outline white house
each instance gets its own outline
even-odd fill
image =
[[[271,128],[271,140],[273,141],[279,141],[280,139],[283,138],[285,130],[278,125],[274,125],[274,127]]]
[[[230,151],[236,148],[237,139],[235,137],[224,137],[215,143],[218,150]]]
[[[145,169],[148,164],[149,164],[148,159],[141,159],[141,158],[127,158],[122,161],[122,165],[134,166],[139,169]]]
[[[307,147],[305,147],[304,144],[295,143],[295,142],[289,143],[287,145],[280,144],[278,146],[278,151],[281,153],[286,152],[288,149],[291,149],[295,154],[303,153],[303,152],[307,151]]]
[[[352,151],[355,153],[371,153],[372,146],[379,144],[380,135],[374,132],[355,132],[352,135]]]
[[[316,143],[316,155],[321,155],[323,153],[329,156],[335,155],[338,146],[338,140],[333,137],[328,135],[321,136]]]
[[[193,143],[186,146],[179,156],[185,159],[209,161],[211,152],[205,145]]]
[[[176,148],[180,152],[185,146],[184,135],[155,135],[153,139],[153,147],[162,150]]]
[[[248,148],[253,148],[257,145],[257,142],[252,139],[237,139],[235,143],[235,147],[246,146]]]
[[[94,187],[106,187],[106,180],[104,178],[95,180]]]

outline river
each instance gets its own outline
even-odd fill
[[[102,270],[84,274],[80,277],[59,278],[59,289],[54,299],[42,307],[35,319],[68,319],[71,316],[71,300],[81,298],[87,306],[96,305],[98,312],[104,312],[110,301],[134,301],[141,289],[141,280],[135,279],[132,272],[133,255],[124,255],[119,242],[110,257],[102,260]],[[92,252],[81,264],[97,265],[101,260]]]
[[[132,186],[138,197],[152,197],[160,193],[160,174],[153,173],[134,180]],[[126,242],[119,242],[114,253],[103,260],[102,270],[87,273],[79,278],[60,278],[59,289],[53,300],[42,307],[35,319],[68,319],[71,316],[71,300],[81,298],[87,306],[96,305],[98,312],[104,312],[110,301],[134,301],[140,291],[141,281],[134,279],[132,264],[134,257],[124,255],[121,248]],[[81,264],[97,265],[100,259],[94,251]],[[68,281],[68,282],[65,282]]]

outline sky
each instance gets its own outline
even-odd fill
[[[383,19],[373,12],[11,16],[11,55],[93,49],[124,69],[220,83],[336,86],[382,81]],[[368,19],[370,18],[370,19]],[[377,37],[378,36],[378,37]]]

★ ★ ★ ★

▶ Assignment: Return the lines above exactly, keeping every word.

▶ Task answer:
outline white house
each instance gets its own outline
even-odd fill
image =
[[[271,128],[271,140],[273,141],[279,141],[280,139],[283,138],[285,130],[278,125],[274,125],[274,127]]]
[[[230,151],[236,148],[237,139],[235,137],[224,137],[215,143],[218,150]]]
[[[145,169],[148,164],[149,164],[148,159],[141,159],[141,158],[127,158],[122,161],[122,165],[134,166],[139,169]]]
[[[307,147],[305,147],[304,144],[295,143],[295,142],[289,143],[287,145],[280,144],[278,146],[278,151],[281,153],[286,152],[288,149],[291,149],[295,154],[303,153],[303,152],[307,151]]]
[[[352,151],[355,153],[371,153],[372,146],[379,144],[380,135],[374,132],[355,132],[352,135]]]
[[[316,143],[316,155],[321,155],[323,153],[329,156],[335,155],[338,146],[338,140],[333,137],[328,135],[321,136]]]
[[[193,143],[186,146],[179,156],[185,159],[209,161],[211,152],[205,145]]]
[[[176,148],[180,152],[185,146],[184,135],[155,135],[153,139],[153,147],[162,150]]]
[[[248,148],[253,148],[257,145],[257,142],[252,139],[237,139],[235,143],[235,147],[246,146]]]
[[[94,187],[106,187],[106,180],[104,178],[95,180]]]

outline river
each instance gets its own outline
even-odd fill
[[[102,270],[84,274],[80,277],[59,278],[59,289],[54,299],[42,307],[35,319],[68,319],[71,316],[71,300],[81,298],[87,306],[96,305],[98,312],[104,312],[110,301],[134,301],[141,289],[141,280],[135,279],[132,272],[133,255],[124,255],[119,242],[110,257],[102,260]],[[92,252],[81,264],[97,265],[101,260]]]
[[[132,186],[138,197],[152,197],[160,193],[160,174],[153,173],[134,180]],[[126,242],[119,242],[114,253],[103,260],[102,270],[87,273],[79,278],[60,278],[59,289],[53,300],[42,307],[35,319],[68,319],[71,316],[71,300],[81,298],[87,306],[96,305],[98,312],[104,312],[110,301],[134,301],[140,291],[141,281],[134,279],[132,264],[134,257],[124,255],[121,248]],[[81,264],[97,265],[100,259],[94,251]],[[68,281],[68,282],[65,282]]]

outline sky
each instance gets its own outline
even-odd fill
[[[383,19],[373,12],[11,16],[11,55],[93,49],[124,69],[220,83],[336,86],[382,81]],[[368,19],[370,18],[370,19]],[[377,37],[378,36],[378,37]]]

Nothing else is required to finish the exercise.